▶ _Work order_: If a line of the records contains the word "concrete", list it.

(Stored data entries)
═══

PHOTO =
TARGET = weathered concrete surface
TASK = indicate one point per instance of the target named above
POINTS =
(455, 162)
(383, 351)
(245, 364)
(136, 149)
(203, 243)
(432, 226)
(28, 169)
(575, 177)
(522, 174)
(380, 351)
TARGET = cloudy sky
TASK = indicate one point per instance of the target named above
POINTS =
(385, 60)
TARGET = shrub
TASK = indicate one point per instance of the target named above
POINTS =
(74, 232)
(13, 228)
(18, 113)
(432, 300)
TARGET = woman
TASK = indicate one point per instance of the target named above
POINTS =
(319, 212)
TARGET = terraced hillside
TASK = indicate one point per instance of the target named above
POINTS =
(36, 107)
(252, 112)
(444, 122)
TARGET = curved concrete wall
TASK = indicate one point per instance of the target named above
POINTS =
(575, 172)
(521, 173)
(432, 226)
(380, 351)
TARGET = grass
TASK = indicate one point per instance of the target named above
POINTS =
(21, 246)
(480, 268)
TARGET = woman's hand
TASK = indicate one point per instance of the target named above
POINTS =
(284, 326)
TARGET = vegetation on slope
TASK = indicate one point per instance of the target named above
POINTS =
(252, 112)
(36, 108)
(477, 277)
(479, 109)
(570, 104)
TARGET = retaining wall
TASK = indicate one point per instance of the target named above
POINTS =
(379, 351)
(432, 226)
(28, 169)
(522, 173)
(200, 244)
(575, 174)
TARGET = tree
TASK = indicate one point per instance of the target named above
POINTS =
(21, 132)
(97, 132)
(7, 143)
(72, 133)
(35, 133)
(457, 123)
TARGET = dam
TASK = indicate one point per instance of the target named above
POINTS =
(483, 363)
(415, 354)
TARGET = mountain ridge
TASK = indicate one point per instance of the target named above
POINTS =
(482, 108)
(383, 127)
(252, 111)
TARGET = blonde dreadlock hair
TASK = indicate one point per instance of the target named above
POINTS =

═══

▶ _Response to this task_:
TARGET = weathered concrete surface
TARGET = curved concrete wall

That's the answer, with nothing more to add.